● **Passage for review**
════════════════

Dollar Rebounds On Tuesday– Analysts Feel That Its Just A Small Blip In Dollar’s Downward Slide
Maybe just a small blip in dollar’s downward slide but definitely worth noticing. The dollar on Tuesday rebounded from its 15 month low on Monday. Looks like Federal Reserve Chairman Ben Bernanke comment in favour of strong dollar helped the currency as traders trimmed longer-term bets against the currency.
On Monday Bernanke commented that the Fed is very much looking into the implications of changes in the value of dollar as US interest rates reach rock bottom levels. This was interpreted by traders as an indication that the Fed is worried about the current depreciation which can increase inflation in the economy. European Central Bank President Jean-Claude also came in support of the dollar. He clearly mentioned that a strong dollar is in the U.S. interest and that there are no plans for euro to act as a reserve currency in the near future.
The impact of this interpretation was clearly seen as the dollar index increased by 0.3% to 75.17 after hitting a 15-month low of 74.679 on Monday. The euro declined by 0.4% to $1.4910 down mainly on account of profit booking and options-

related selling around $1.50. Early in the day the euro had briefly increased above $1.50 but was unable to hold that level. Against the yen the dollar was unchanged at ¥89.05 after reaching a low of ¥88.74 earlier in the day. Against the Canadian dollar, US Dollar increased to 1.0524 Canadian dollars from 1.0467 late Monday, and against Swiss francs gained to 1.0175 Swiss francs from 1.0068 francs.

════════════════

● **Supplied entries**
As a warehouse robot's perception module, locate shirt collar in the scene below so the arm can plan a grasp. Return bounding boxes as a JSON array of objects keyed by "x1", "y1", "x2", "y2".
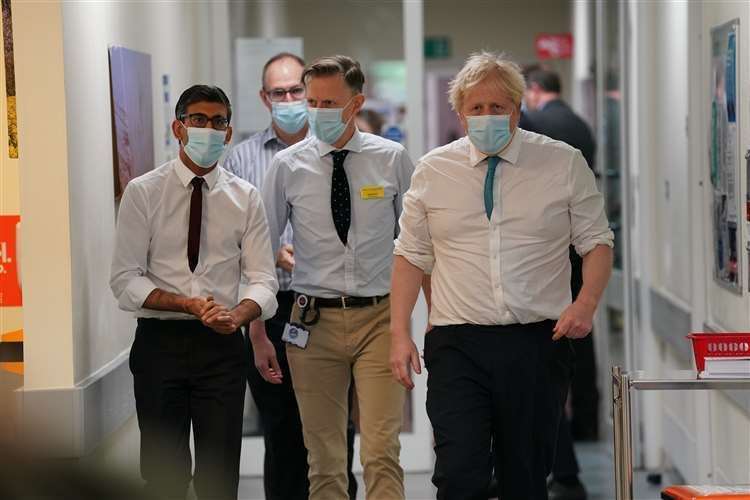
[
  {"x1": 466, "y1": 127, "x2": 523, "y2": 167},
  {"x1": 174, "y1": 156, "x2": 220, "y2": 191},
  {"x1": 315, "y1": 127, "x2": 362, "y2": 158}
]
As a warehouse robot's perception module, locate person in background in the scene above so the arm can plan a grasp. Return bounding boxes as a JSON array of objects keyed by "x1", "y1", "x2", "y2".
[
  {"x1": 224, "y1": 52, "x2": 357, "y2": 500},
  {"x1": 520, "y1": 66, "x2": 599, "y2": 500},
  {"x1": 391, "y1": 52, "x2": 612, "y2": 500},
  {"x1": 355, "y1": 109, "x2": 385, "y2": 135},
  {"x1": 262, "y1": 56, "x2": 413, "y2": 500},
  {"x1": 110, "y1": 85, "x2": 278, "y2": 499}
]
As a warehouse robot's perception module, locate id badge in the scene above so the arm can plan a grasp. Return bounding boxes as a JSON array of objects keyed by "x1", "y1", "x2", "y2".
[{"x1": 281, "y1": 323, "x2": 310, "y2": 349}]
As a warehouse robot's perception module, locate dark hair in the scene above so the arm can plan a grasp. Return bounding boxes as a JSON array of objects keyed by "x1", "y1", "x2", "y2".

════════════════

● **Task instructions**
- a) Summarize the report on the dollar's Tuesday rebound in two sentences.
- b) Write the next paragraph of the report on the dollar's Tuesday rebound, carrying on after its final sentence about the Swiss franc.

● **Numbered responses**
- a) The dollar rebounded on Tuesday from Monday's 15-month low, helped by Federal Reserve Chairman Ben Bernanke's comment in favor of a strong dollar, which traders read as a sign that the Fed is worried about depreciation raising inflation, and European Central Bank President Jean-Claude also backed the dollar. The dollar index rose 0.3% to 75.17, the euro fell 0.4% to $1.4910, the dollar was unchanged at ¥89.05 against the yen, and it gained against both the Canadian dollar and the Swiss franc.

- b)
Investors and analysts feel that dollar’s decline so far is understandable but the commitment to continue to keep interest rates at such low levels can only increase the potential of dollar being used for carry trade. President Obama’s visit to China is also being closely monitored though nothing great in terms of exchange rate regime is expected of it. Analyst feel that for dollar’s downward trend to reverse either Fed has to increase rates which has been literally ruled out or China has to take steps towards a more flexible exchange rate regime. China is so important because U.S. manufacturers feel that the Yuan which is pegged to the dollar is undervalued. Hence Chinese exporters get price advantage against U.S. companies. In the recent meeting with President Obama Chinese president Hu Jintao made no commitment regarding yuan. Hence with both these requirements unlikely to be fulfilled atleast in the near future, the dollar in all likelihood with continue on its downward trend.
Meanwhile in other development the treasury department released data stating that the foreigners’ demand for long-term U.S. financial assets increased in September with China which is also the biggest foreign holder of U.S. Treasury bond increasing its stock of government debt. Continued investment in Treasury bonds is critical for US to finance its record high budget deficit. Hence in conclusion the two main factors responsible for dollar’s decline namely the high budget deficit and low interest rate are very much at work.